BEGIN ROWS
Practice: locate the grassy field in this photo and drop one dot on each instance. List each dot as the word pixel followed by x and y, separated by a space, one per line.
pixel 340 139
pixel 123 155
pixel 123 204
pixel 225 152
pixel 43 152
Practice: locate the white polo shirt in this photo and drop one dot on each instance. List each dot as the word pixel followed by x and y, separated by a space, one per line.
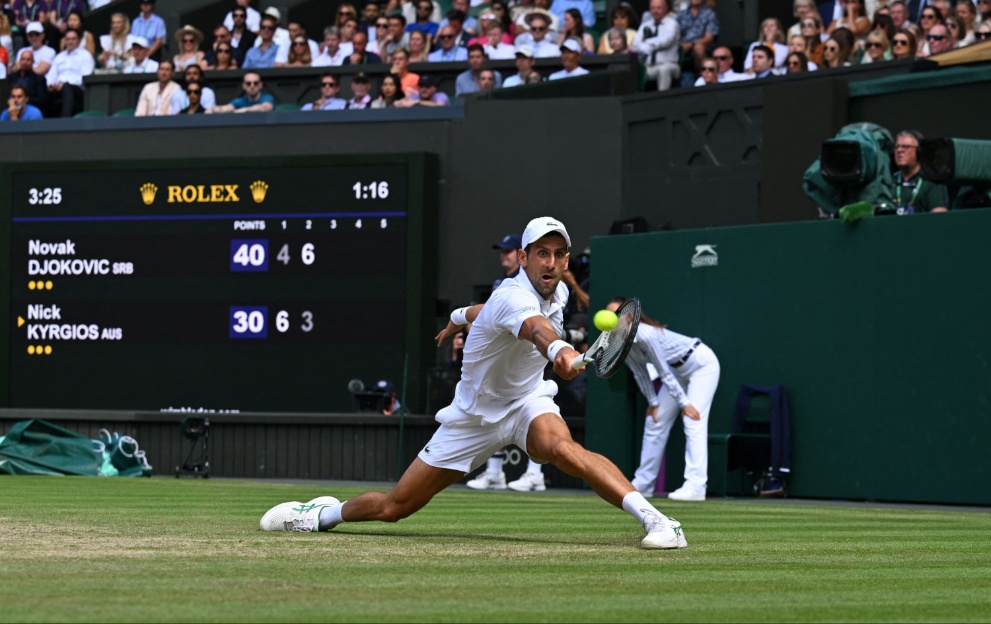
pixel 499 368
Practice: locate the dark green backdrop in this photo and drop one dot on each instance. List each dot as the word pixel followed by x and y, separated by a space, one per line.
END ROWS
Output each line of the records above as a numbered list, skipping blank lines. Leave the pictures out.

1. Practice: locate the grassy field in this photo and drop one dot on each instance. List each dot as the word pixel followed by x and y, separated by a space, one per line.
2. pixel 340 139
3. pixel 123 155
4. pixel 123 204
5. pixel 225 152
6. pixel 43 152
7. Practice: locate the white polo shirt in this photo and drop one dot on each instance. List each dot as the word pixel followed by x and y, separated by a space, one per line.
8. pixel 499 368
9. Practice: locate the dark green backdrop in this photo and drop one dot on each instance. List each dot as the word pixel followed by x and y, separated by a space, one per line.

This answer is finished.